Write out the Grassley and Obamacare passage word for word, from "The rock is" up to and including "on that message.".

▸ **Text provided**
————————

When Iowa reporters asked Sen. Chuck Grassley on Wednesday about the attempt to repeal and replace Obamacare, his answer was remarkable and revealing.
“You know, I could maybe give you 10 reasons why this bill shouldn’t be considered,” the Iowa Republican said. “But Republicans campaigned on this so often that you have a responsibility to carry out what you said in the campaign. That’s pretty much as much of a reason as the substance of the bill.”
So. Huge points to Grassley for honesty there. And, he’s right.
To be fair, this is far from the first time a party has tried to jam something through without knowing all the consequences — as then-House Speaker Nancy Pelosi famously said about Obamacare in 2010, “we have to pass the bill so that you can find out what is in it.”
But the simple fact is that Republicans are caught between a rock and a hard place here.
The rock is the seven years of near-constant campaign promises that the first thing they would do if given full power in Washington is repeal and replace Obamacare. Republicans won control of the House in 2010 — and gained seats in 2014 — almost entirely on that message.

————————

▸ **Source data**

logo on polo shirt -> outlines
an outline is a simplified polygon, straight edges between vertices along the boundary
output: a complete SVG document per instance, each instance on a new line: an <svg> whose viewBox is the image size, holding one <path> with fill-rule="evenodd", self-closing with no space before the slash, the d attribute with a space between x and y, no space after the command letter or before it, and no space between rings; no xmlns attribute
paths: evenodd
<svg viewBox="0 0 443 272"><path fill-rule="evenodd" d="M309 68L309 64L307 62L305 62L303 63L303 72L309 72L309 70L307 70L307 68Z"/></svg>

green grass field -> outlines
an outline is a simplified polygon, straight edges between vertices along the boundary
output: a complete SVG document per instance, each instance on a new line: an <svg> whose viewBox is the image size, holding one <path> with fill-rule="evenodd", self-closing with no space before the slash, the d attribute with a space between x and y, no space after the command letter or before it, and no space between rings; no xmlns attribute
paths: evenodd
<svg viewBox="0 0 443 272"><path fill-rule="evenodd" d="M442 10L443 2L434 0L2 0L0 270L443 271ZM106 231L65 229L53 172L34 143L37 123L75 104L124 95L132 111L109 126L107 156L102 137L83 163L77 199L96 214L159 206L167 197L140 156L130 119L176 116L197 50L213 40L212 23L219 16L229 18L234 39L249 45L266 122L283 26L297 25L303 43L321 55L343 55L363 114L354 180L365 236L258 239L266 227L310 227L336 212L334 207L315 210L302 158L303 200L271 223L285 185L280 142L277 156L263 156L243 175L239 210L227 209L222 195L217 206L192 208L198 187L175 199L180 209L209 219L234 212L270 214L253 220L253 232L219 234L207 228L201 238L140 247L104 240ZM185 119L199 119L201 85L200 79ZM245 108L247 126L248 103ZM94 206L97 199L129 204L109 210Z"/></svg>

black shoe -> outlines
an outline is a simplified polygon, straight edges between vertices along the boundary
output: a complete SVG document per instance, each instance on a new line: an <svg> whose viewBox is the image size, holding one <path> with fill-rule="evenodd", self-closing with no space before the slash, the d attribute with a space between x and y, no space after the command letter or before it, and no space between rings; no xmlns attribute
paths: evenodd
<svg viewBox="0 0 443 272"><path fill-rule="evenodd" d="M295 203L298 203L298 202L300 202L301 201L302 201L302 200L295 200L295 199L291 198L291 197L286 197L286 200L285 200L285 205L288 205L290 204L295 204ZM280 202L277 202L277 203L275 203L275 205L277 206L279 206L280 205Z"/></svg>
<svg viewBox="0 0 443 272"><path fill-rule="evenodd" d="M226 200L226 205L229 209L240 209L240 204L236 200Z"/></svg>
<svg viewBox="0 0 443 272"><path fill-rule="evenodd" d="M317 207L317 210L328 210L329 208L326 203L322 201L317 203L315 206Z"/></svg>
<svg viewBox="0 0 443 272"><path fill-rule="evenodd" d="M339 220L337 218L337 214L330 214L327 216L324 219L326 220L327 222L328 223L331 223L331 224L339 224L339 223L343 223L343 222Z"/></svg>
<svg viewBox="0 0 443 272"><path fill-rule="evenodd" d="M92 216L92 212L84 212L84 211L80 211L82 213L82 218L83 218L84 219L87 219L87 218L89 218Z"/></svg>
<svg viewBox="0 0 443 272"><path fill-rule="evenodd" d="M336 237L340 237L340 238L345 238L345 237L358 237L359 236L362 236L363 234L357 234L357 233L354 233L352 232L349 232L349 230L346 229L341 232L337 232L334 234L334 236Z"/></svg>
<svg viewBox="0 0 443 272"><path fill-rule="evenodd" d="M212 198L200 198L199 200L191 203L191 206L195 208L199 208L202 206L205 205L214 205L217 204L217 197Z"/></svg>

————————

▸ **Solution to this problem**
The rock is the seven years of near-constant campaign promises that the first thing they would do if given full power in Washington is repeal and replace Obamacare. Republicans won control of the House in 2010 — and gained seats in 2014 — almost entirely on that message.